Selected passage
━━━
6. Gemini 3 Flash Preview — 4.6T tokens (+3%)
Google’s Gemini 3 Flash is designed for high-frequency, latency-sensitive workflows — the kind of production pipelines where you’re calling a model thousands of times a day and raw intelligence is less important than speed and cost. The near-flat 3% growth puts it in a different category from the models above it: this is a mature, stable choice for teams that have already built around it. Gemini 3 Pro dominates the intelligence benchmarks in Google’s lineup, but Flash is where the volume lives.
7. DeepSeek V4 Pro — 4.54T tokens (+739%)
The more powerful sibling to V4 Flash. DeepSeek V4 Pro runs 1.6 trillion total parameters with 49 billion active — more than double V3’s architecture — and scores 52 on the Artificial Analysis Intelligence Index, making it the #2 open-weights model behind Kimi K2.6. The 739% growth is high, but V4 Flash’s 995% suggests developers are preferring speed over peak capability for most workloads. V4 Pro carries the same hallucination caveat as Flash, at a rate of 94%.
8. DeepSeek V3.2 — 4.31T tokens (-14%)
The only model in the top 10 with declining usage. DeepSeek V3.2 is being cannibalized by its successors — both V4 Flash and V4 Pro offer better performance at competitive prices, and the 14% drop is a predictable consequence of the V4 launch. V3.2 remains a capable reasoning-first model built for agentic tasks, and it will likely retain a long tail of users who’ve built stable pipelines around it. But the trajectory is clear.
9. Kimi K2.6 — 3.72T tokens (+1%)
Moonshot AI’s Kimi K2.6 is the top-ranked open-weights model on the Artificial Analysis Intelligence Index at 54 — just three points behind the closed-source trio of Claude Opus 4.7, GPT-5.4, and Gemini 3.1 Pro, all tied at 57. It’s a 1-trillion-parameter MoE model with 32B active parameters and native support for image and video input.
━━━
Exercises to complete
1) Answer these questions on the model rankings:
(a) How many total parameters does DeepSeek V4 Pro run?
(b) Which model is the only one in the top 10 with declining usage?
(c) What score does Kimi K2.6 have on the Artificial Analysis Intelligence Index?
2) From the model rankings, please write out the part that begins at the words "The only model" and stops after "trajectory is clear.", changing "successors" to "newer releases".
━━━
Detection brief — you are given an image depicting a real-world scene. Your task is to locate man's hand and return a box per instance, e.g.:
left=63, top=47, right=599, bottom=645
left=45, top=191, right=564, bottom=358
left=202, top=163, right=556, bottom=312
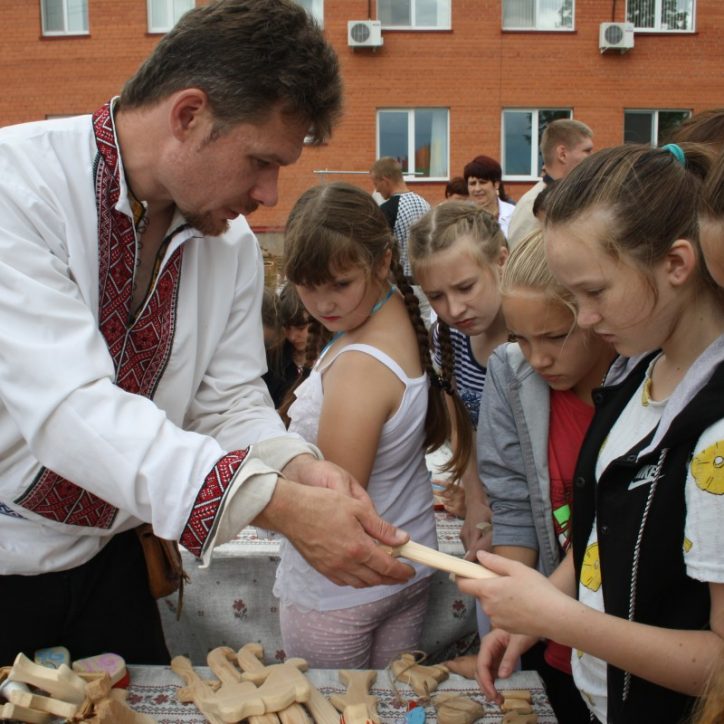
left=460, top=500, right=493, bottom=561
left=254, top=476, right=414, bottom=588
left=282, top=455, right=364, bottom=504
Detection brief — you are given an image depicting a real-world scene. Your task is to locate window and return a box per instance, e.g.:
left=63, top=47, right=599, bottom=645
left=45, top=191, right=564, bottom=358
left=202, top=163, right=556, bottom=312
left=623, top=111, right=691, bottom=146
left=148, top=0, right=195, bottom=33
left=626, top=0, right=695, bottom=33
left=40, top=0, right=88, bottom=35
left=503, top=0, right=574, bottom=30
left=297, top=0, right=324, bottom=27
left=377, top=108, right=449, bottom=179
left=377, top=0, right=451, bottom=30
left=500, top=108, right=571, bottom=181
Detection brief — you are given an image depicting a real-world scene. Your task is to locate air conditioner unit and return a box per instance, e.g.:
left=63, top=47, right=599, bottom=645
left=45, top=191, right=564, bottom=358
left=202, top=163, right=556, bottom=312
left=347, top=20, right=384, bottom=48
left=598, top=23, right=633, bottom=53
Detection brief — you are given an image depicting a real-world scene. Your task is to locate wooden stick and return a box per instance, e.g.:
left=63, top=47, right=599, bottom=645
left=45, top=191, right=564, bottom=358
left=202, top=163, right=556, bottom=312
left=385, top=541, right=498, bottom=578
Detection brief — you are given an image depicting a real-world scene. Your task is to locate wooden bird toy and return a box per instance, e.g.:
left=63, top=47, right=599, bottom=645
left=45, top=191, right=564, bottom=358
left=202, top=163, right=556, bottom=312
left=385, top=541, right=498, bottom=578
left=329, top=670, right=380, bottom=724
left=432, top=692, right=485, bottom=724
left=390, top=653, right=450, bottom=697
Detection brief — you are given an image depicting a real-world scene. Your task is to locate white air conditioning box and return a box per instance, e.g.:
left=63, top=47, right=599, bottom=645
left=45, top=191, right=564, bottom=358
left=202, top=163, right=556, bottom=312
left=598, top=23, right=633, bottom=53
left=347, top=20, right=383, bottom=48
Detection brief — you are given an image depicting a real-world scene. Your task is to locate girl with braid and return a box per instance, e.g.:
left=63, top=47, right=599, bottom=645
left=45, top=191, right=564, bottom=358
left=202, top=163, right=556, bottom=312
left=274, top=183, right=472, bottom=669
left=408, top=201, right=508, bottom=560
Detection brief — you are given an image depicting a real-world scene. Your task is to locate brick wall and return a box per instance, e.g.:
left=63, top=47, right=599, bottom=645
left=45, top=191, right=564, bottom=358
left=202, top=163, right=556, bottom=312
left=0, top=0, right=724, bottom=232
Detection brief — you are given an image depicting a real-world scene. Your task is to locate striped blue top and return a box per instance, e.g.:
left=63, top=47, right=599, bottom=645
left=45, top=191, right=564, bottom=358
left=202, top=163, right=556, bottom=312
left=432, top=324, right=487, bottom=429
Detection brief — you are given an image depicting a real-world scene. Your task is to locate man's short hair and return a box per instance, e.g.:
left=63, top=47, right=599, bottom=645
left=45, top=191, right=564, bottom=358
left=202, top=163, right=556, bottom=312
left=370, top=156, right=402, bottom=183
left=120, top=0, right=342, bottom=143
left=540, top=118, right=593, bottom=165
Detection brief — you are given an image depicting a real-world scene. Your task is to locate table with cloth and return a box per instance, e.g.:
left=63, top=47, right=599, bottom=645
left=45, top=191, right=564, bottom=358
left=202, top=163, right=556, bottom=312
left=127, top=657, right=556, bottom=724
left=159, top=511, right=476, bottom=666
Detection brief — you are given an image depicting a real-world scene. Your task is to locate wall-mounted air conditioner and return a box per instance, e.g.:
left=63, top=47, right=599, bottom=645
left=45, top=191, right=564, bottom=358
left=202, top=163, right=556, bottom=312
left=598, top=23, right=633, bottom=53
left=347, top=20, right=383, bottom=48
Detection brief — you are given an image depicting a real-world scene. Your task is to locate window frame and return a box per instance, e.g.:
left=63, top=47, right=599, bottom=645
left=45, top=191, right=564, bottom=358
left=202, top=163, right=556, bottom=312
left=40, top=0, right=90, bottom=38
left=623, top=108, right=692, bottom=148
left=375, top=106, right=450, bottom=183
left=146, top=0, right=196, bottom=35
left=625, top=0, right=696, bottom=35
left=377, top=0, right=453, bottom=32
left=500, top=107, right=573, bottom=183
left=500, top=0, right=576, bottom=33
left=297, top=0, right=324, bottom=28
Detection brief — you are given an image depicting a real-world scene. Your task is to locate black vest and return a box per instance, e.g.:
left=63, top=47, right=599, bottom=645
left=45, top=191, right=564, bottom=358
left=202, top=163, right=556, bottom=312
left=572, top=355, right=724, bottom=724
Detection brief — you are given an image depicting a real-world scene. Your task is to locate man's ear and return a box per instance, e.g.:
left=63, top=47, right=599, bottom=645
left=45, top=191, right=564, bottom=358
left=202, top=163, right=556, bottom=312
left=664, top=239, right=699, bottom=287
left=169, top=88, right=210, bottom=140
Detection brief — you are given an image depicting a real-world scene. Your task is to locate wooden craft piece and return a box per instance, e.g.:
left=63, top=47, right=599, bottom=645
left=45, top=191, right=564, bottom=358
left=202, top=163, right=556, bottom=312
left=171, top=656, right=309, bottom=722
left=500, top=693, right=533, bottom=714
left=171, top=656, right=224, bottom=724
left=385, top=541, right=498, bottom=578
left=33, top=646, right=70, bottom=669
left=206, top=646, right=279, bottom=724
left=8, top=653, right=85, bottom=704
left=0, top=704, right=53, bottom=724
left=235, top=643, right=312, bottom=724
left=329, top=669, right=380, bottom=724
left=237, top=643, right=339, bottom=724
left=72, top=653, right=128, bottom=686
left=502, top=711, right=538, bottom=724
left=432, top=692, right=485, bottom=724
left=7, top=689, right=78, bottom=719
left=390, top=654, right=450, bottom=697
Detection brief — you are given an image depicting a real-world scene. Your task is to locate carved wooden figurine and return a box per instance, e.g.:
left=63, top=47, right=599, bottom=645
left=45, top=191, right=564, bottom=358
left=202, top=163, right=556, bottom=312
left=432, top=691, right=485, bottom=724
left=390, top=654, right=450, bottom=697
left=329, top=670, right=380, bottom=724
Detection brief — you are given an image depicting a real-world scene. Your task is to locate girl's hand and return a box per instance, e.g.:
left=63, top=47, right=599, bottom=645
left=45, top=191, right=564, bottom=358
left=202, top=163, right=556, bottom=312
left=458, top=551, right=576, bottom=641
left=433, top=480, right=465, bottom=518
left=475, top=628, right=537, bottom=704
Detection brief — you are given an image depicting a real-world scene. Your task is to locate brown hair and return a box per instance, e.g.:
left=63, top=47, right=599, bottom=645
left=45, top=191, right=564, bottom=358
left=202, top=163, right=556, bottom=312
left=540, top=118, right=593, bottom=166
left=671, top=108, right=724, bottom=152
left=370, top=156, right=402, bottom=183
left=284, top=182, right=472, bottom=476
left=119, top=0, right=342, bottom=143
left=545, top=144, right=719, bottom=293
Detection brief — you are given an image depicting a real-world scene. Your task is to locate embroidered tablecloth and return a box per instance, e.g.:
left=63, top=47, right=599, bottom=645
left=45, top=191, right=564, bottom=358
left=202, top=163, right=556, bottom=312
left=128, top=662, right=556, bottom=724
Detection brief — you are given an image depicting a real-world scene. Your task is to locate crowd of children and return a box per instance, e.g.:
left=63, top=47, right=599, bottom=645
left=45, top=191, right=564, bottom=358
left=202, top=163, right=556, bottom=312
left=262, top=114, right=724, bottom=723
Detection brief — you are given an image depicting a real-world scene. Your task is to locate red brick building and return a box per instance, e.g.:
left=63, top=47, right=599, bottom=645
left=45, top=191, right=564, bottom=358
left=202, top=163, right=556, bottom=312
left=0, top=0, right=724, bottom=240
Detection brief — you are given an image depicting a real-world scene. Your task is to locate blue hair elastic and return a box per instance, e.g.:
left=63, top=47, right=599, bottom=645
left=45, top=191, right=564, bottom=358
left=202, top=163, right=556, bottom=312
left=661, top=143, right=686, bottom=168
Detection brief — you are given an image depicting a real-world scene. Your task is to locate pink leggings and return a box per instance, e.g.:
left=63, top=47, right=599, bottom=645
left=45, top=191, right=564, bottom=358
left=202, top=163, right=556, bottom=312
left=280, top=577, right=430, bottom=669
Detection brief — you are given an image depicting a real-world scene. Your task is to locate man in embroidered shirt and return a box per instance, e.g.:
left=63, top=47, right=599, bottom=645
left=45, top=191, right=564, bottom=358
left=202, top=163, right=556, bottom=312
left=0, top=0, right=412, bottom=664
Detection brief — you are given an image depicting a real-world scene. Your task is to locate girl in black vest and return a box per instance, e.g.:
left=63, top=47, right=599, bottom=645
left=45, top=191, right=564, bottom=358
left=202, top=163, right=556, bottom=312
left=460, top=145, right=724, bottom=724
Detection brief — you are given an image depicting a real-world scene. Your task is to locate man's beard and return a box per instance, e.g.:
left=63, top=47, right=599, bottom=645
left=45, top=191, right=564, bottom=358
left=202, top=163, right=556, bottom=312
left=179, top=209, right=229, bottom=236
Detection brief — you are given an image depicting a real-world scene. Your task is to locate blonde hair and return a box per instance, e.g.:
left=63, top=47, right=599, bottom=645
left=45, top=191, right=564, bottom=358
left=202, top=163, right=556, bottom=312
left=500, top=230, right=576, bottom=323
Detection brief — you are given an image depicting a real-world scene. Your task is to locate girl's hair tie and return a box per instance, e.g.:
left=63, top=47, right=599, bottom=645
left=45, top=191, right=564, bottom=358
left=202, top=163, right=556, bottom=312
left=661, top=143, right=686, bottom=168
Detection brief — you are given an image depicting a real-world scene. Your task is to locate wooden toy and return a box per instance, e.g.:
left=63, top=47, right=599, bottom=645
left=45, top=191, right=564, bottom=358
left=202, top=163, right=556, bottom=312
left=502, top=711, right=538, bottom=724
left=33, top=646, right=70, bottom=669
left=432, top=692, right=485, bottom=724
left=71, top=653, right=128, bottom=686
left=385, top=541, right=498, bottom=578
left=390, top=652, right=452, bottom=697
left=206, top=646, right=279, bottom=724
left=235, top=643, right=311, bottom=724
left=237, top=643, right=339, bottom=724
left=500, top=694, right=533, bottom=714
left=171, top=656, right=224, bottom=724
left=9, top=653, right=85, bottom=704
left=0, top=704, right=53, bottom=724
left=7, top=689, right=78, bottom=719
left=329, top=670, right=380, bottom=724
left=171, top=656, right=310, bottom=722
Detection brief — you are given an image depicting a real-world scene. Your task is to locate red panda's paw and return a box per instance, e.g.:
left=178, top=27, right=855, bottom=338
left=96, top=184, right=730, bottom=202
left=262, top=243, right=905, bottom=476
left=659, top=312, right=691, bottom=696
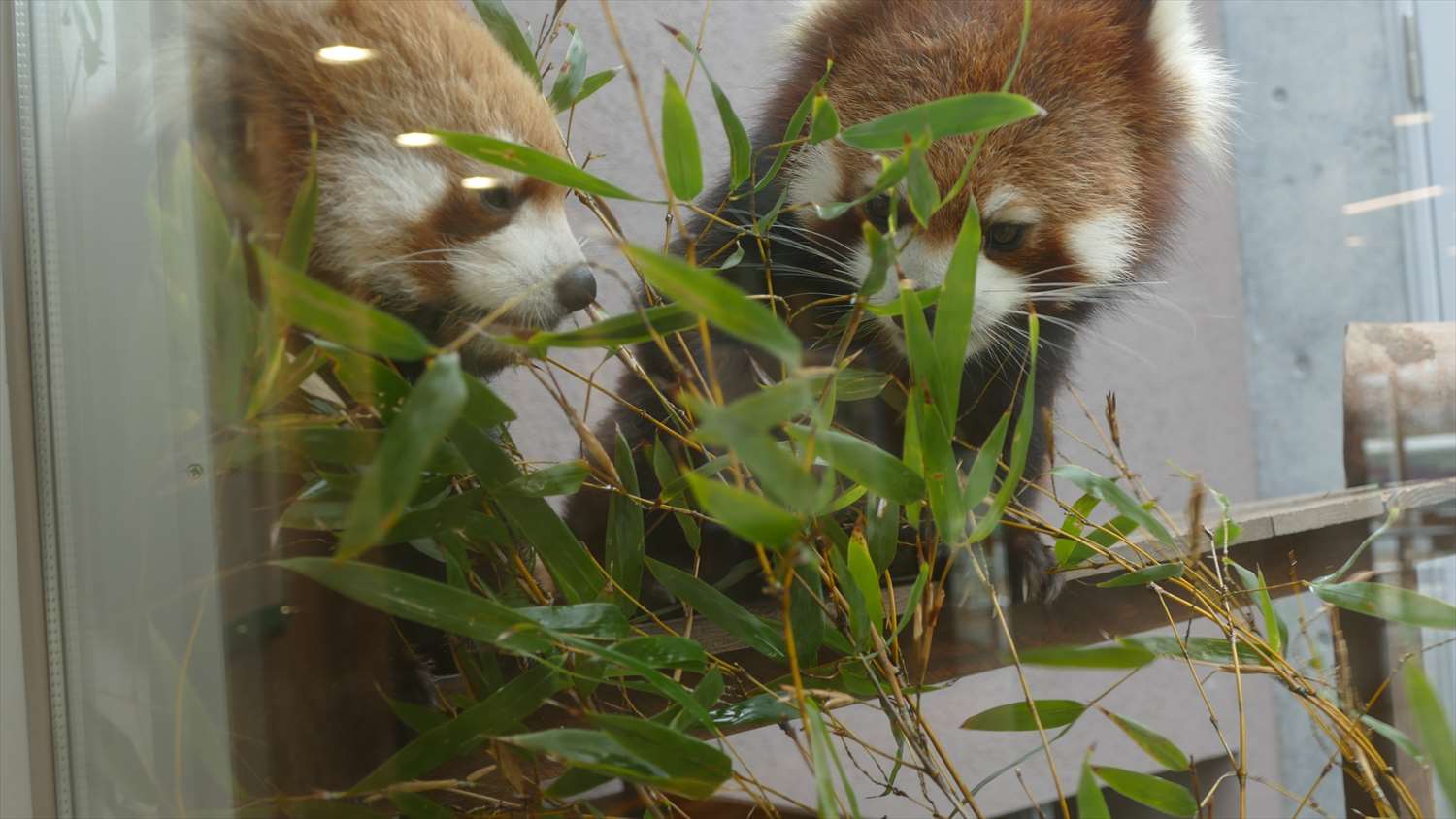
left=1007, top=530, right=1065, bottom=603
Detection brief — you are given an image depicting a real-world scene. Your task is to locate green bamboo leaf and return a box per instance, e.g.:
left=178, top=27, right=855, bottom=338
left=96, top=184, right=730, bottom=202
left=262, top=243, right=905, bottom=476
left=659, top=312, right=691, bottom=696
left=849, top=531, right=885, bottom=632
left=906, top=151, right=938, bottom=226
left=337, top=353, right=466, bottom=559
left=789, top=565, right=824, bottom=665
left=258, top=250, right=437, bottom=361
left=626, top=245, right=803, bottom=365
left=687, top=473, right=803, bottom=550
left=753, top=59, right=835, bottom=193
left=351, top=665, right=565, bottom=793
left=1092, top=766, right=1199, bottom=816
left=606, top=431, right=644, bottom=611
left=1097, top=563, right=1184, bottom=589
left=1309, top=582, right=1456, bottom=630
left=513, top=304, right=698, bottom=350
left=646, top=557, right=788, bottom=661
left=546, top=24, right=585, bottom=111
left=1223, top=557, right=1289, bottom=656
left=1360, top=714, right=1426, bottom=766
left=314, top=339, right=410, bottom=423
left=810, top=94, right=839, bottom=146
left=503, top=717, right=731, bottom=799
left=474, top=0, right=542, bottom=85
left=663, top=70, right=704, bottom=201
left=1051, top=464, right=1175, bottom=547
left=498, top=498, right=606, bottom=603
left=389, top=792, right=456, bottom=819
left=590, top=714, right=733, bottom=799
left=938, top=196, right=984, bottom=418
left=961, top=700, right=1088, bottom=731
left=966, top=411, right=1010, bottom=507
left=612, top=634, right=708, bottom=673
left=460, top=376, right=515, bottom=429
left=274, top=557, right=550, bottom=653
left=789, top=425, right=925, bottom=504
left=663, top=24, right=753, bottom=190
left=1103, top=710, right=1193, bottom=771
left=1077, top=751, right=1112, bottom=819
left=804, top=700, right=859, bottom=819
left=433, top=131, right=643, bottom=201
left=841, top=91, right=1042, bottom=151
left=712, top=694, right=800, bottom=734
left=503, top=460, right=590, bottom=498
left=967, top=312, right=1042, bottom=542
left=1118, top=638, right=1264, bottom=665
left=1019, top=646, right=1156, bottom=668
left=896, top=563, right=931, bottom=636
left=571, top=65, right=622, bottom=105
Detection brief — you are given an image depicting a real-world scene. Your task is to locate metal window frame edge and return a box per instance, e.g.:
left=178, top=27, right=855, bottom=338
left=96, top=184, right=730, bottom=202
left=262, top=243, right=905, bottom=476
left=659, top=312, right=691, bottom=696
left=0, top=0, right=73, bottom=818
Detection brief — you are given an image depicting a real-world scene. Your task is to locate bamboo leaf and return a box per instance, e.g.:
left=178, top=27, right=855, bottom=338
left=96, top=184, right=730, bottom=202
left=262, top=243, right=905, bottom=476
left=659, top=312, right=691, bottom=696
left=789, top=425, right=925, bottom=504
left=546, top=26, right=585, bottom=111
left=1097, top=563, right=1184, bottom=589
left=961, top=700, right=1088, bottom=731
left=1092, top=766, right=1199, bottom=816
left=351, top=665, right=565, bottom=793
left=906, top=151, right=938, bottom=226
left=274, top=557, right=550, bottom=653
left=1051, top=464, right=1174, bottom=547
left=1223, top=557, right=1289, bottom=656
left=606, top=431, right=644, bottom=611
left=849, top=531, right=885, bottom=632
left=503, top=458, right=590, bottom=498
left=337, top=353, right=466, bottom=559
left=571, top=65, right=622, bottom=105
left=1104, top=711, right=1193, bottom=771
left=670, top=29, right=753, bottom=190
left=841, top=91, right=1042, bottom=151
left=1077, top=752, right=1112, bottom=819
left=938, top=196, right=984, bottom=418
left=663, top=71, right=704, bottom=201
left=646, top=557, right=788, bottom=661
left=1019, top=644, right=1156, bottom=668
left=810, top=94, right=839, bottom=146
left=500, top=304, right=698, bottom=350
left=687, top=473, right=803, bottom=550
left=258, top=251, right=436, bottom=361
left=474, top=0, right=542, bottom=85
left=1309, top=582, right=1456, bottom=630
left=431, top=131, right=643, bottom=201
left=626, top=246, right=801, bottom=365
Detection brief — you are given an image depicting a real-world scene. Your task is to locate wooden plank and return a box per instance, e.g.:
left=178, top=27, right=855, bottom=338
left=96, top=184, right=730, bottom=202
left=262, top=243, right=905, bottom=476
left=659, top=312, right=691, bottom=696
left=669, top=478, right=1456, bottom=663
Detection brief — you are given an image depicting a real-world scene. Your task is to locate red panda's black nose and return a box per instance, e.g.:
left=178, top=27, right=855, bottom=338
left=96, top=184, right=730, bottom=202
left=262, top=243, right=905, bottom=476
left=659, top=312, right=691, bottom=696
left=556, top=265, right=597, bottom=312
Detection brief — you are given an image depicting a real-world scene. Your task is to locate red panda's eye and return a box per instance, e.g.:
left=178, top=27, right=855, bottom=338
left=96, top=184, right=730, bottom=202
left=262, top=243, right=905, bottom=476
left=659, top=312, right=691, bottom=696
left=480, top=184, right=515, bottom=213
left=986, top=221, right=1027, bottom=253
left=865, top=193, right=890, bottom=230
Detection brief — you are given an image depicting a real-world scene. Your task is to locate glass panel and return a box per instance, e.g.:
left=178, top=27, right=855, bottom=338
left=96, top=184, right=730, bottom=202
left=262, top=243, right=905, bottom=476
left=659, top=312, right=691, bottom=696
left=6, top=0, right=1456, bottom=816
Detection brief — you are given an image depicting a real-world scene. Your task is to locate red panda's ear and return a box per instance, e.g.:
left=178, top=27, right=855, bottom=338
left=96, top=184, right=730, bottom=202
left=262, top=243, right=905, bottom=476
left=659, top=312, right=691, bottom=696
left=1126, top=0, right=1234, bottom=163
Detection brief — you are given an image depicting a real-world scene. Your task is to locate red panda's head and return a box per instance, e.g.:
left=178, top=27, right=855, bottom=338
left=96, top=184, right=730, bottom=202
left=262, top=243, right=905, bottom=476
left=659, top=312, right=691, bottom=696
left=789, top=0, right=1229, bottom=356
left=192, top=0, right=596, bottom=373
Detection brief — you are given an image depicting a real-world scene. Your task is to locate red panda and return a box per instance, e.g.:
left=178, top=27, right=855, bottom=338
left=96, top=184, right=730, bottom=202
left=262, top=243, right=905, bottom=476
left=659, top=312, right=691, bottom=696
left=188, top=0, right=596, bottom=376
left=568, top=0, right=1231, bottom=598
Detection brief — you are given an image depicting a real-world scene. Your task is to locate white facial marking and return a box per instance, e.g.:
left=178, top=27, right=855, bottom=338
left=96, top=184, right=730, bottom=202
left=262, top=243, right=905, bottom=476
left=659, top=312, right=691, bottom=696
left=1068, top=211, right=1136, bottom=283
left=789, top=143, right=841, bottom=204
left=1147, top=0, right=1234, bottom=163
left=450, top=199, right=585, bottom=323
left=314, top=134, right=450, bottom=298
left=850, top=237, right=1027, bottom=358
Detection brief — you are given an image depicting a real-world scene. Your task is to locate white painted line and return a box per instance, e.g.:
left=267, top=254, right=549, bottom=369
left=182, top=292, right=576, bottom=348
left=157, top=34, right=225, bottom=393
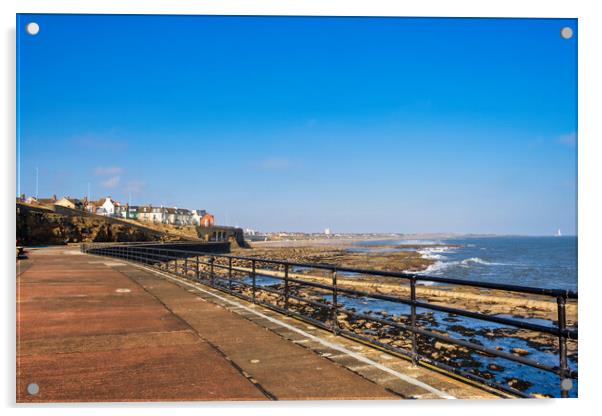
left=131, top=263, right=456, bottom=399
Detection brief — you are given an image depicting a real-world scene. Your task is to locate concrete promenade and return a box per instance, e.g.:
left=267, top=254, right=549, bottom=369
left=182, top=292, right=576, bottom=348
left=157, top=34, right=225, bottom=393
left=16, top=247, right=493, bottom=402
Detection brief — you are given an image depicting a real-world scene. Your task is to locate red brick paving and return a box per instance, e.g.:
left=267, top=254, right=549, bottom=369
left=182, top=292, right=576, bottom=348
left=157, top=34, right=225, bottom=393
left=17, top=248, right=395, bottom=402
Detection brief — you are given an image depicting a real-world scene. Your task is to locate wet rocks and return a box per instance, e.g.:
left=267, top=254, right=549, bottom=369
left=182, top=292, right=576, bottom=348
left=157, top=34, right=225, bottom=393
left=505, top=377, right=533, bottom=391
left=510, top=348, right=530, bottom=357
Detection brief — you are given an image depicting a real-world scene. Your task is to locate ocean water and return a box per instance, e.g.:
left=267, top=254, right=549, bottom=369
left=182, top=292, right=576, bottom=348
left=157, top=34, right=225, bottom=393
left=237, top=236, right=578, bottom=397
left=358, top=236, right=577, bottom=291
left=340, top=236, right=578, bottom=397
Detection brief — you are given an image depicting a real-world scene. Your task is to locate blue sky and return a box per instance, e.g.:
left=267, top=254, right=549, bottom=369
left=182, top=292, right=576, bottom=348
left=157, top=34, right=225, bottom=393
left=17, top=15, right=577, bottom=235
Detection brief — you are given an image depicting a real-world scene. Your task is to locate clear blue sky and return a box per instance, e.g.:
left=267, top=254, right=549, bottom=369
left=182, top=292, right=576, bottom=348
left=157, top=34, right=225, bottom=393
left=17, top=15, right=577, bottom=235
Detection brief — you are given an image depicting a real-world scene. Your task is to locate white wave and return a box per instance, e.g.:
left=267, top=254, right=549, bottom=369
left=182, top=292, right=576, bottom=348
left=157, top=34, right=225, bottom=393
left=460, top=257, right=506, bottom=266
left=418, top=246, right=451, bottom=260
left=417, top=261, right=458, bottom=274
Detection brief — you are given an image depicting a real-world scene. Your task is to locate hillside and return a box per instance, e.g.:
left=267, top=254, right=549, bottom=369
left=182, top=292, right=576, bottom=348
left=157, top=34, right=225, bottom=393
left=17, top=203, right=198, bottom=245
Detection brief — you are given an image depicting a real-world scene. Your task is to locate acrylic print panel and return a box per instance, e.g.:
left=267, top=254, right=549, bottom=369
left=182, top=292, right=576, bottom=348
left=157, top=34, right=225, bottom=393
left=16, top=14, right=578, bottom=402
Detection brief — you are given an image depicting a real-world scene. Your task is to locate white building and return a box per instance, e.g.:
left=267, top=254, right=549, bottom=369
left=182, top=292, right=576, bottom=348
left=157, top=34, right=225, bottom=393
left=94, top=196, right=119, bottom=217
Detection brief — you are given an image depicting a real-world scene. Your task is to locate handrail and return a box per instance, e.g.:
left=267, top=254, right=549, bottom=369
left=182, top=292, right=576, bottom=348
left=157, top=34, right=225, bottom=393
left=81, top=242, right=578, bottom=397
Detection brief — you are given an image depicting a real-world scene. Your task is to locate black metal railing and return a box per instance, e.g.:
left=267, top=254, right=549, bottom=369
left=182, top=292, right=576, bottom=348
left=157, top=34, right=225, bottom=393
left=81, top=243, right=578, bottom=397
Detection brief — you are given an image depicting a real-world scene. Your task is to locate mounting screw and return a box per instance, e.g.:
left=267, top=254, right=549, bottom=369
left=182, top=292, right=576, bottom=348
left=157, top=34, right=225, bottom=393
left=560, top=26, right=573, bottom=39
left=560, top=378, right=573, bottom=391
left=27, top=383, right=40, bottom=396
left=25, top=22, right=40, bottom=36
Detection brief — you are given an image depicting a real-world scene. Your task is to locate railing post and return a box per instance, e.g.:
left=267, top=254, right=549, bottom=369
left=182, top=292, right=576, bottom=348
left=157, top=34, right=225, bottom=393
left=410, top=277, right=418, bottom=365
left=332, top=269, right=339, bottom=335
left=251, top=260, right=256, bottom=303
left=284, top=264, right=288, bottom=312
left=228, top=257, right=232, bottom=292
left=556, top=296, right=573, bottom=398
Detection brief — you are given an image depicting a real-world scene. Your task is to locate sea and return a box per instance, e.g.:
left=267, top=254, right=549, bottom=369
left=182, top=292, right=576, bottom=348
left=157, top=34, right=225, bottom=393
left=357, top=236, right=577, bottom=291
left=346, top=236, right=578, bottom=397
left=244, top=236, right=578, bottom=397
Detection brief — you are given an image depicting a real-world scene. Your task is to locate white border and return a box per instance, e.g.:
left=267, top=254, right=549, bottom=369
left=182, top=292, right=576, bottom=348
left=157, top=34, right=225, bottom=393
━━━
Activity answers
1)
(a) 1.6 trillion
(b) DeepSeek V3.2
(c) 54

2)
The only model in the top 10 with declining usage. DeepSeek V3.2 is being cannibalized by its newer releases — both V4 Flash and V4 Pro offer better performance at competitive prices, and the 14% drop is a predictable consequence of the V4 launch. V3.2 remains a capable reasoning-first model built for agentic tasks, and it will likely retain a long tail of users who’ve built stable pipelines around it. But the trajectory is clear.